▶ _PROBLEMS TO WORK ON_:
a – Reproduce the part of the article on trustworthy investment advisers below that opens with the words containing "Who should you" and closes with "yourself the job!".
b – Answer these questions using the article on trustworthy investment advisers below:
(i) Which account does the article say your employer has made you responsible for managing?
(ii) Along how many critical dimensions should you evaluate a source of advice?
(iii) Which fee arrangement does the article call the highest standard?
c – Continue the article on trustworthy investment advisers below from the point where it stops.
>> Start SOURCE EXTRACT
Who should you trust to manage your life savings? Your employer has put the job of managing your Thrift Savings Plan account, which might be the bulk of your life savings by the time you retire, squarely on your shoulders.
Unfortunately, many participants invest their trust in the wrong sources and wind up suffering the consequences. The fact is that a trusted source is not the same as a trustworthy one, and knowing the difference is critical to your financial well-being.
Before you place your trust in any investment or other financial advice, you should evaluate the source of that advice along five critical dimensions. And don’t forget to evaluate yourself before you give yourself the job!
A trustworthy investment adviser must be:
Conflict-free. Any adviser you trust should be completely free of any material conflict with your interests. This means, no product sales, incentive rewards, finders-fees, outside business interests or third-party control. Even something that appears to be an incentive to further your interest, like performance-based fees, can cause a conflict that will induce the adviser to compromise your interests for theirs. Flat fee for service, ideally fixed in advance, is the highest standard here.
Competent. You should be looking for analytic ability, not personality. A trustworthy adviser must have the knowledge and skill set necessary to properly analyze the decision at hand and use the results of that analysis to determine the course of action that will best serve your interests. In most cases, this means someone with a strong background in statistics, mathematics or quantitative analysis.
>> End SOURCE EXTRACT
>> Start DATASET ROWS
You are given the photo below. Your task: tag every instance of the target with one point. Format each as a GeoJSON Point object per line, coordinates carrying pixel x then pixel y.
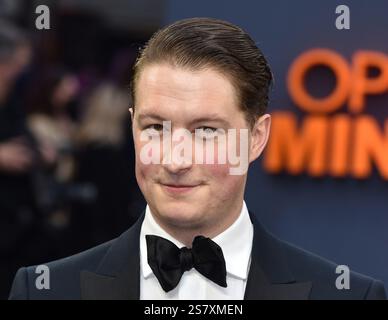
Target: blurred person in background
{"type": "Point", "coordinates": [51, 94]}
{"type": "Point", "coordinates": [103, 160]}
{"type": "Point", "coordinates": [18, 155]}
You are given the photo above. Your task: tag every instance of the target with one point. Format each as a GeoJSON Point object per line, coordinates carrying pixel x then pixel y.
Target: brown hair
{"type": "Point", "coordinates": [199, 43]}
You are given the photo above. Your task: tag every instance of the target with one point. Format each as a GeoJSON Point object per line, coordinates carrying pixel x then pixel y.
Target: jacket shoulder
{"type": "Point", "coordinates": [330, 280]}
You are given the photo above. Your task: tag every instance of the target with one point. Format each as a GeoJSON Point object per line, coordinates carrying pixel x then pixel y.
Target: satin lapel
{"type": "Point", "coordinates": [118, 275]}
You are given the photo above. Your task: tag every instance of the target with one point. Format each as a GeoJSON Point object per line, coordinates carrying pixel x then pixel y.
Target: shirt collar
{"type": "Point", "coordinates": [236, 243]}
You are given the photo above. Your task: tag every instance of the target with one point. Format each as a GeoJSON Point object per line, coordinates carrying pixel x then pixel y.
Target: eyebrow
{"type": "Point", "coordinates": [208, 118]}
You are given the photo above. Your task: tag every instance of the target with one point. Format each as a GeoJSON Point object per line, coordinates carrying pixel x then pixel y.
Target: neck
{"type": "Point", "coordinates": [186, 234]}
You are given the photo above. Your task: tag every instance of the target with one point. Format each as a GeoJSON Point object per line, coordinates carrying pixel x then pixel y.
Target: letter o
{"type": "Point", "coordinates": [297, 73]}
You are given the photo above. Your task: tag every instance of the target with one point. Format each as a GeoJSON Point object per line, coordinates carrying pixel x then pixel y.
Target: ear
{"type": "Point", "coordinates": [259, 136]}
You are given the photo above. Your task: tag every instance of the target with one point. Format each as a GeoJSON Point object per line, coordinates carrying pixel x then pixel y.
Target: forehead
{"type": "Point", "coordinates": [171, 90]}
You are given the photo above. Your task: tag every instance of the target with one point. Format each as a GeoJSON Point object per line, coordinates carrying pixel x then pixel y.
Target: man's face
{"type": "Point", "coordinates": [191, 194]}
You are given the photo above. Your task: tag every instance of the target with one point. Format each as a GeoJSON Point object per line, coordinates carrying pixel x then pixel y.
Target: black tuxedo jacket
{"type": "Point", "coordinates": [278, 270]}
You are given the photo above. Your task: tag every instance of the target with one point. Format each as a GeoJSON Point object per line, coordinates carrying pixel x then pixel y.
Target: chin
{"type": "Point", "coordinates": [178, 215]}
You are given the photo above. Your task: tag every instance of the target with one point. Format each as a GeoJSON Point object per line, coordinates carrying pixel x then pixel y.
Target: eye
{"type": "Point", "coordinates": [154, 126]}
{"type": "Point", "coordinates": [206, 132]}
{"type": "Point", "coordinates": [154, 129]}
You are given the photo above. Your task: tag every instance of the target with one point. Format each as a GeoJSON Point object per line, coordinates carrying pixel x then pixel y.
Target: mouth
{"type": "Point", "coordinates": [178, 189]}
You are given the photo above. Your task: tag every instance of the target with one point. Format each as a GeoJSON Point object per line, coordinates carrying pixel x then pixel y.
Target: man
{"type": "Point", "coordinates": [203, 80]}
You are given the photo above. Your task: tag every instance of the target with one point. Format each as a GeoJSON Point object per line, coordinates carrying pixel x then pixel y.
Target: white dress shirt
{"type": "Point", "coordinates": [236, 244]}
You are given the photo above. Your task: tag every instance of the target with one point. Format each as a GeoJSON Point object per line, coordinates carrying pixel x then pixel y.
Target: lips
{"type": "Point", "coordinates": [178, 189]}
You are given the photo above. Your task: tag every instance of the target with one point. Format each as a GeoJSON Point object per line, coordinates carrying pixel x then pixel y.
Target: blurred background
{"type": "Point", "coordinates": [67, 178]}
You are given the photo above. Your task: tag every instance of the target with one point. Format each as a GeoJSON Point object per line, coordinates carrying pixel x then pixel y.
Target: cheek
{"type": "Point", "coordinates": [221, 180]}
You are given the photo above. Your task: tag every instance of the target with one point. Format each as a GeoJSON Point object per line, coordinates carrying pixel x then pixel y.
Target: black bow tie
{"type": "Point", "coordinates": [168, 262]}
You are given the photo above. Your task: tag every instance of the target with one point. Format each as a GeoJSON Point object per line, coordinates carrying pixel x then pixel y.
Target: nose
{"type": "Point", "coordinates": [177, 152]}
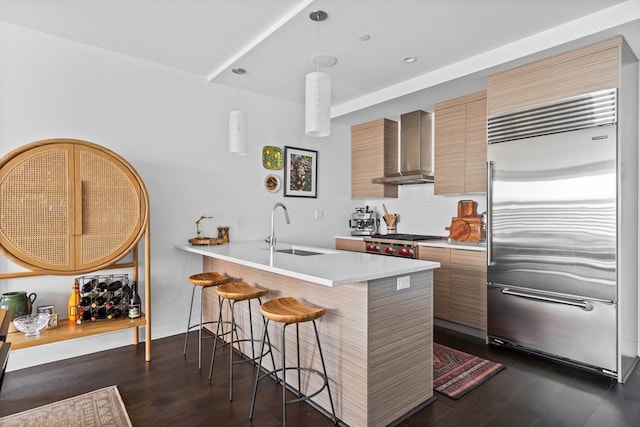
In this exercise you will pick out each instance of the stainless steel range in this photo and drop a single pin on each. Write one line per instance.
(400, 245)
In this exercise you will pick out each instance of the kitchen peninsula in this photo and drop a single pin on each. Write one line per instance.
(376, 334)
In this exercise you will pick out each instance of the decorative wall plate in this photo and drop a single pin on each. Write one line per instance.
(272, 157)
(272, 183)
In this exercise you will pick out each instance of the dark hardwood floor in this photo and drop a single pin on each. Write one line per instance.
(171, 391)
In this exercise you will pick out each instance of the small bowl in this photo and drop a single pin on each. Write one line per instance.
(31, 323)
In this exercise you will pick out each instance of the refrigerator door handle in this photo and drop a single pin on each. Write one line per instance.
(489, 212)
(585, 305)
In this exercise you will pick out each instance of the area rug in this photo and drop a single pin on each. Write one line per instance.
(99, 408)
(456, 373)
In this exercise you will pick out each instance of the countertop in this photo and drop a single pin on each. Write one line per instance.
(331, 267)
(482, 247)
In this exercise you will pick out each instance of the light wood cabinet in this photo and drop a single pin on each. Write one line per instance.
(441, 279)
(461, 145)
(591, 68)
(350, 245)
(69, 207)
(459, 285)
(469, 288)
(374, 153)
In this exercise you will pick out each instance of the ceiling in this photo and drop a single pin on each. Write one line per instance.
(457, 42)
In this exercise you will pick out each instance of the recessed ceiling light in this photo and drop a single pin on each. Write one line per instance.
(324, 60)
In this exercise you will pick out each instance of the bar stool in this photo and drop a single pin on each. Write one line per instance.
(202, 281)
(287, 311)
(236, 292)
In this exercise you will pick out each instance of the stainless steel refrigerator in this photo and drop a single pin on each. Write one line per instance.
(552, 249)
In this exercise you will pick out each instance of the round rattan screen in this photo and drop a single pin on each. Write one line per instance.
(69, 206)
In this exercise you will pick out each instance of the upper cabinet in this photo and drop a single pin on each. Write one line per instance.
(461, 145)
(579, 71)
(374, 153)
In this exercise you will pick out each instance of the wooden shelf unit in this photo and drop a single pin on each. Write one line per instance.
(70, 330)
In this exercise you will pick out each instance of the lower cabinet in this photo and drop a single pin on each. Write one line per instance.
(459, 285)
(350, 245)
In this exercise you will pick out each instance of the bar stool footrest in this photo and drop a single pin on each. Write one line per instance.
(293, 368)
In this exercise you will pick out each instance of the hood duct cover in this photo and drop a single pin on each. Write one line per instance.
(416, 151)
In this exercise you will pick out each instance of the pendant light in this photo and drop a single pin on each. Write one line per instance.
(317, 120)
(237, 133)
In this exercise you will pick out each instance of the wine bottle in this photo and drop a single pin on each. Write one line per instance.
(74, 302)
(135, 308)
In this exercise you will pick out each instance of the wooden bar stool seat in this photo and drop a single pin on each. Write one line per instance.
(236, 292)
(201, 281)
(288, 311)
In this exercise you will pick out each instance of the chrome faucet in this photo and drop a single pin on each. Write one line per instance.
(271, 238)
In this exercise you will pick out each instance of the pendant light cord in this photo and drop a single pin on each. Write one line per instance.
(318, 42)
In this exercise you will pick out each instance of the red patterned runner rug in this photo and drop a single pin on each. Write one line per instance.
(456, 373)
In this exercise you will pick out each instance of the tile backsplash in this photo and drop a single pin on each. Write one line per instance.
(420, 211)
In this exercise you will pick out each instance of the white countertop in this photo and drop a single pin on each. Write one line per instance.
(330, 268)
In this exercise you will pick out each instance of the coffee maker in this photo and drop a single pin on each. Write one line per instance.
(364, 222)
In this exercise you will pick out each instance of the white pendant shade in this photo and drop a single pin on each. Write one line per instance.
(317, 120)
(237, 132)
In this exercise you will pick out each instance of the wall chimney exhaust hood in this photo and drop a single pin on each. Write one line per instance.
(416, 151)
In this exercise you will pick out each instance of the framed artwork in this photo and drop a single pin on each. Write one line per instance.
(46, 309)
(53, 320)
(300, 172)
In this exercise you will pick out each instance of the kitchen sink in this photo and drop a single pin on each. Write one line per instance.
(301, 252)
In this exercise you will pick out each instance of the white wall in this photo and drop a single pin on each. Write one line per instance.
(172, 127)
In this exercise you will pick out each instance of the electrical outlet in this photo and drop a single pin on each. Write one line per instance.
(403, 282)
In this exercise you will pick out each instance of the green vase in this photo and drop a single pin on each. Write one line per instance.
(18, 303)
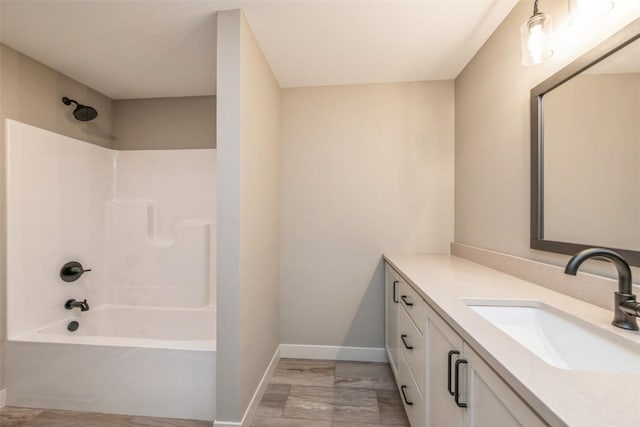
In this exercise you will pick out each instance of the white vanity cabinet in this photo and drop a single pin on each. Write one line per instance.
(392, 304)
(442, 380)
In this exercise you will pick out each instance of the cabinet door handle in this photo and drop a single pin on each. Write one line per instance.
(395, 283)
(407, 346)
(404, 396)
(456, 393)
(449, 363)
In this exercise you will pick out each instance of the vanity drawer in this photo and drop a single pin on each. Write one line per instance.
(410, 395)
(412, 343)
(413, 304)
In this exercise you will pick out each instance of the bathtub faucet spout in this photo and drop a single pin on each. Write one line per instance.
(71, 304)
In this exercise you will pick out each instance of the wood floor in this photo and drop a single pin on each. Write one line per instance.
(316, 393)
(302, 393)
(25, 417)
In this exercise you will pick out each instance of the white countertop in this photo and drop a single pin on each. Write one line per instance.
(559, 396)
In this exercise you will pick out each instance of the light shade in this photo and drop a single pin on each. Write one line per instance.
(536, 35)
(588, 11)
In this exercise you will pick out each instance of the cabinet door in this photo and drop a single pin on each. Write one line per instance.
(491, 402)
(392, 337)
(442, 409)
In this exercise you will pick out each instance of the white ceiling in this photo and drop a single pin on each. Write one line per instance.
(626, 60)
(163, 48)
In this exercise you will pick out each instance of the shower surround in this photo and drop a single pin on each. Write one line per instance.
(144, 222)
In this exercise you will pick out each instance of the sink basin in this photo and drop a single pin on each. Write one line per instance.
(562, 340)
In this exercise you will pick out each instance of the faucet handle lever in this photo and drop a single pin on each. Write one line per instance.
(71, 271)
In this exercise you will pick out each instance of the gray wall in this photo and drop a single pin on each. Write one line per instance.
(247, 217)
(366, 169)
(164, 123)
(492, 170)
(31, 92)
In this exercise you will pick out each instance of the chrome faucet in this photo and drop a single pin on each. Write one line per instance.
(625, 306)
(71, 304)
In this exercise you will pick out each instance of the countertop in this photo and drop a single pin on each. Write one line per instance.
(559, 396)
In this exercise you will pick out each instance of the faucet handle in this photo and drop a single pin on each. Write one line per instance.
(71, 271)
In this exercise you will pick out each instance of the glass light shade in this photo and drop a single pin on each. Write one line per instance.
(588, 11)
(536, 35)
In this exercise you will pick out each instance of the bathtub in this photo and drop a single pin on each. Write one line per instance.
(125, 360)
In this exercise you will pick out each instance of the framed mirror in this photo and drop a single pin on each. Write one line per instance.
(585, 152)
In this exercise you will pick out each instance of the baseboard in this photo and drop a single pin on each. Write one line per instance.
(330, 352)
(257, 396)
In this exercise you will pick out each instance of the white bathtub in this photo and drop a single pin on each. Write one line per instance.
(125, 360)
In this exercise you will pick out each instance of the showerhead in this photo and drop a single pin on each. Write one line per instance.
(84, 113)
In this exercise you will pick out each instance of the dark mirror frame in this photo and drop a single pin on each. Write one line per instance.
(614, 43)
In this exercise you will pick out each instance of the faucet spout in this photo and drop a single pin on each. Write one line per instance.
(626, 309)
(624, 272)
(72, 303)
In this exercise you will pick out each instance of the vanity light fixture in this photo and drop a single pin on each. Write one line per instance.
(588, 11)
(536, 36)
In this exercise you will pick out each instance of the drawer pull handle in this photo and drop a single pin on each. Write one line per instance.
(456, 395)
(407, 346)
(449, 363)
(404, 396)
(395, 284)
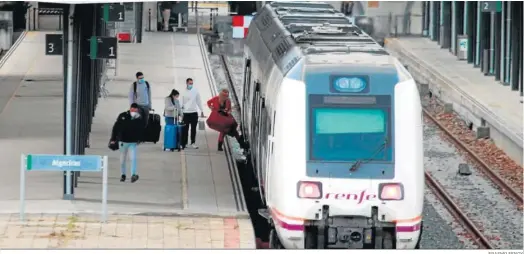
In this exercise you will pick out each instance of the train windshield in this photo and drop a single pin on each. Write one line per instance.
(349, 134)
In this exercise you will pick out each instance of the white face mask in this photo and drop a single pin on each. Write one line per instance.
(135, 115)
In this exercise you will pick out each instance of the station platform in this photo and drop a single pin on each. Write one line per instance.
(478, 99)
(192, 185)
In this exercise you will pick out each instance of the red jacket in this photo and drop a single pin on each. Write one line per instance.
(215, 104)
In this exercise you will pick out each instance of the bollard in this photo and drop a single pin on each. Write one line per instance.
(34, 19)
(211, 20)
(60, 21)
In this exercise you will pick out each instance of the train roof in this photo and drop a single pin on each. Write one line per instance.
(313, 28)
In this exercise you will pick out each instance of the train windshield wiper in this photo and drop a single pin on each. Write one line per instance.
(379, 149)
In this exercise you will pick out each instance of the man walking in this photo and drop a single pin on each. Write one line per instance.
(166, 7)
(140, 93)
(191, 103)
(127, 131)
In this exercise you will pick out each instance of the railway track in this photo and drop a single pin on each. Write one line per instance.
(476, 234)
(455, 210)
(482, 166)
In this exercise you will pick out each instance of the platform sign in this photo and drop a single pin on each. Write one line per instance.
(60, 163)
(54, 44)
(103, 47)
(114, 13)
(491, 6)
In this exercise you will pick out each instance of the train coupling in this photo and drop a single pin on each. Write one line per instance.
(349, 232)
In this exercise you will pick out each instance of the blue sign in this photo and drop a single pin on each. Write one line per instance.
(50, 162)
(349, 84)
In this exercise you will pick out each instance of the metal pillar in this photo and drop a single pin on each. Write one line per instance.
(69, 102)
(507, 56)
(492, 43)
(68, 49)
(431, 20)
(477, 41)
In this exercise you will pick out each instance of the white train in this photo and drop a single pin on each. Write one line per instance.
(334, 125)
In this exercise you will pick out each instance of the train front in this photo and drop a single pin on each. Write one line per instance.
(363, 182)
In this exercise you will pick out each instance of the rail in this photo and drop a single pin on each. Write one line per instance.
(454, 209)
(483, 166)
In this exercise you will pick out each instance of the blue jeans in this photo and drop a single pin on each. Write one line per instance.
(124, 149)
(169, 120)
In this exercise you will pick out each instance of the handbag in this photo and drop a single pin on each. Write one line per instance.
(113, 146)
(221, 122)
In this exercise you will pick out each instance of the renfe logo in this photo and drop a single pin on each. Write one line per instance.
(361, 197)
(70, 163)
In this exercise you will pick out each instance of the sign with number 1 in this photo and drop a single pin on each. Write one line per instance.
(103, 47)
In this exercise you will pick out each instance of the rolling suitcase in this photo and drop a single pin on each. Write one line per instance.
(153, 129)
(172, 136)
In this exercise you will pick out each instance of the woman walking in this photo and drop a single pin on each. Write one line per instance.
(222, 105)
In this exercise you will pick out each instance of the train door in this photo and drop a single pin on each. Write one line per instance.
(263, 135)
(245, 97)
(255, 126)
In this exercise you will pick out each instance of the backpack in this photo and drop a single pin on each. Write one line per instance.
(134, 87)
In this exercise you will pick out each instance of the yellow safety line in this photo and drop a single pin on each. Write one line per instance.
(185, 199)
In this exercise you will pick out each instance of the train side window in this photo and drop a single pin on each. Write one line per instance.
(273, 122)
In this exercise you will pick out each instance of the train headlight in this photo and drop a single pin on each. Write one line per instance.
(391, 191)
(312, 190)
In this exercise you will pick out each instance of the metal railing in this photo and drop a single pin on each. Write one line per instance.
(44, 19)
(397, 25)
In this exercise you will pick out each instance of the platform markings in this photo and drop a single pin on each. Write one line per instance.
(30, 70)
(183, 163)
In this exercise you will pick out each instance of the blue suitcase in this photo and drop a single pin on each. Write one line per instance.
(172, 137)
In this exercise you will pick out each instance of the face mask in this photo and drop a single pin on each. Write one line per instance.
(135, 115)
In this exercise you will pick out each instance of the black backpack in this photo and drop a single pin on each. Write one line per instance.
(134, 87)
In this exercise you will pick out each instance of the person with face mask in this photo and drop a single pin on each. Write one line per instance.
(222, 105)
(127, 131)
(191, 104)
(172, 107)
(140, 93)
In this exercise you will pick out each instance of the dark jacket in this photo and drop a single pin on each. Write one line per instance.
(127, 129)
(167, 5)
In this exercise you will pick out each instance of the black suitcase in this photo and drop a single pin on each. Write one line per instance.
(153, 129)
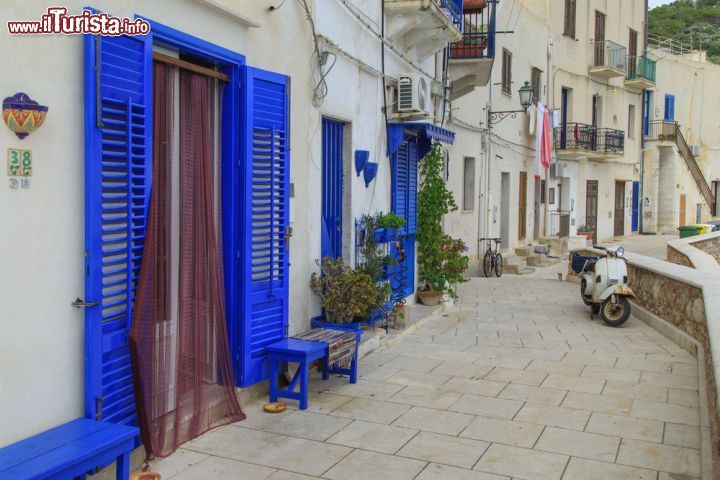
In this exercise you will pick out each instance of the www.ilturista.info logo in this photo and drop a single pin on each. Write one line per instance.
(57, 22)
>> End DATASET ROWS
▶ _RESULTS FOR THE EXERCISE_:
a –
Who should you trust to manage your life savings? Your employer has put the job of managing your Thrift Savings Plan account, which might be the bulk of your life savings by the time you retire, squarely on your shoulders.
Unfortunately, many participants invest their trust in the wrong sources and wind up suffering the consequences. The fact is that a trusted source is not the same as a trustworthy one, and knowing the difference is critical to your financial well-being.
Before you place your trust in any investment or other financial advice, you should evaluate the source of that advice along five critical dimensions. And don’t forget to evaluate yourself before you give yourself the job!

b –
(i) Your Thrift Savings Plan account.
(ii) Five.
(iii) A flat fee for service, ideally fixed in advance.

c –
This is usually the product of an education in science or engineering.
Concerned. This one is often over-looked. Why would you trust someone to guide you who doesn’t care about whether the job gets done right, or not? A trustworthy adviser should be pro-active and become familiar with your particular goals, resources and constraints. They should come to you regularly, and at special times, to gauge your progress, chart your course going forward, and prompt you for any necessary action. An adviser who tries to do as little as you demand for their fee doesn’t deserve your trust. They must be committed to doing everything necessary to make sure that the job is done right, even if you’re not a squeaky wheel.
Accountable. This one’s easy to evaluate, but hard to find. A trustworthy adviser should accept fiduciary obligation to you, in writing, and be willing to stand accountable for the quality of their work. This means that they are licensed as a Registered Investment adviser and not as Registered Representative of a Broker Dealer or insurance agent. A trustworthy adviser will also unconditionally guarantee the quality of their service, or your money back.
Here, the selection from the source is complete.